- [The request] Please reproduce the entries word for word, from the very first line down to the line containing "note: a mask", including both ends.

Records from a data source:
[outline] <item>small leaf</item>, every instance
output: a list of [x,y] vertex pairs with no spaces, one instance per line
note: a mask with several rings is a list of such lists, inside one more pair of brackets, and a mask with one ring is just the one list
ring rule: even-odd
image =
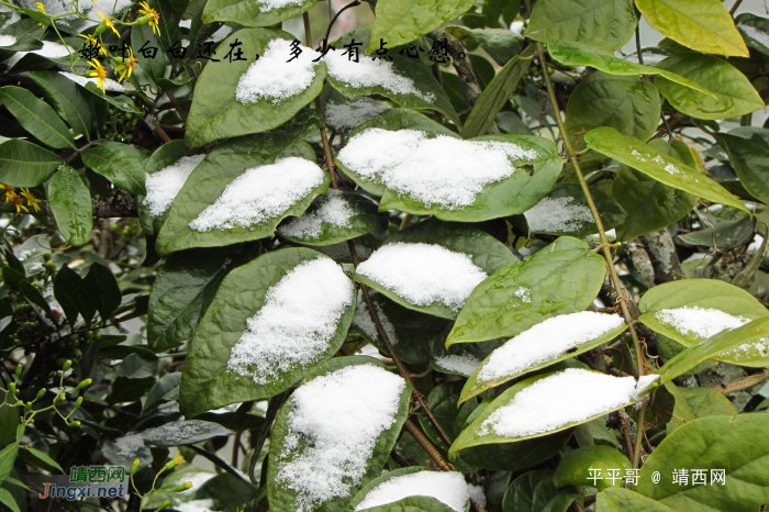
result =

- [Result of the task]
[outline] <item>small leaf</item>, every instance
output: a list of [x,y] vertex pairs with no spaces, one instance per line
note: a mask with several rings is a list of such lists, inside one more pair of brackets, and a mask with one ring is just the one list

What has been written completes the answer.